Task brief: Update the rows below by replacing each occurrence of "Locate" with "Find" and leaving every other part unchanged. Leave the pictures out of your reproduction.
— BEGIN —
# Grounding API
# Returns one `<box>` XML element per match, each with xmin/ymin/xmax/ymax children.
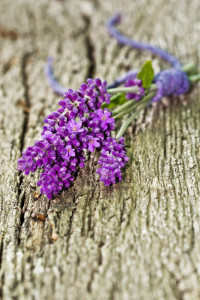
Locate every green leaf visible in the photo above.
<box><xmin>137</xmin><ymin>60</ymin><xmax>154</xmax><ymax>89</ymax></box>
<box><xmin>101</xmin><ymin>93</ymin><xmax>128</xmax><ymax>109</ymax></box>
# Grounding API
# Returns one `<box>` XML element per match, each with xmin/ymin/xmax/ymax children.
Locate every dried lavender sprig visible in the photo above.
<box><xmin>107</xmin><ymin>14</ymin><xmax>182</xmax><ymax>68</ymax></box>
<box><xmin>44</xmin><ymin>57</ymin><xmax>67</xmax><ymax>96</ymax></box>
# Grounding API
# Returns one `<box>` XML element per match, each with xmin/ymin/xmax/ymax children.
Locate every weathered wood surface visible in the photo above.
<box><xmin>0</xmin><ymin>0</ymin><xmax>200</xmax><ymax>300</ymax></box>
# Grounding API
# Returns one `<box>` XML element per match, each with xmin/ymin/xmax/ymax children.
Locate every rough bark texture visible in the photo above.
— END —
Answer for the task:
# Grounding API
# Returns one `<box>` XML element per match, each with xmin/ymin/xmax/ymax children.
Find every green leaf visible in the photo above.
<box><xmin>137</xmin><ymin>60</ymin><xmax>154</xmax><ymax>89</ymax></box>
<box><xmin>101</xmin><ymin>93</ymin><xmax>128</xmax><ymax>109</ymax></box>
# Grounding API
# Returns one `<box>` XML element per match, each with xmin/ymin/xmax/ymax children.
Find every dried lavender sprig visible in the photo above.
<box><xmin>107</xmin><ymin>14</ymin><xmax>182</xmax><ymax>68</ymax></box>
<box><xmin>44</xmin><ymin>57</ymin><xmax>67</xmax><ymax>96</ymax></box>
# Grounding API
# Returns one `<box>` XML element per match, each with xmin/ymin/xmax/ymax children.
Find every weathered wood surface visible in the photo above.
<box><xmin>0</xmin><ymin>0</ymin><xmax>200</xmax><ymax>300</ymax></box>
# Grounding API
# Returns one `<box>` XML element per match, each with xmin/ymin/xmax/ymax children.
Find every rough bark texture visible in the photo above.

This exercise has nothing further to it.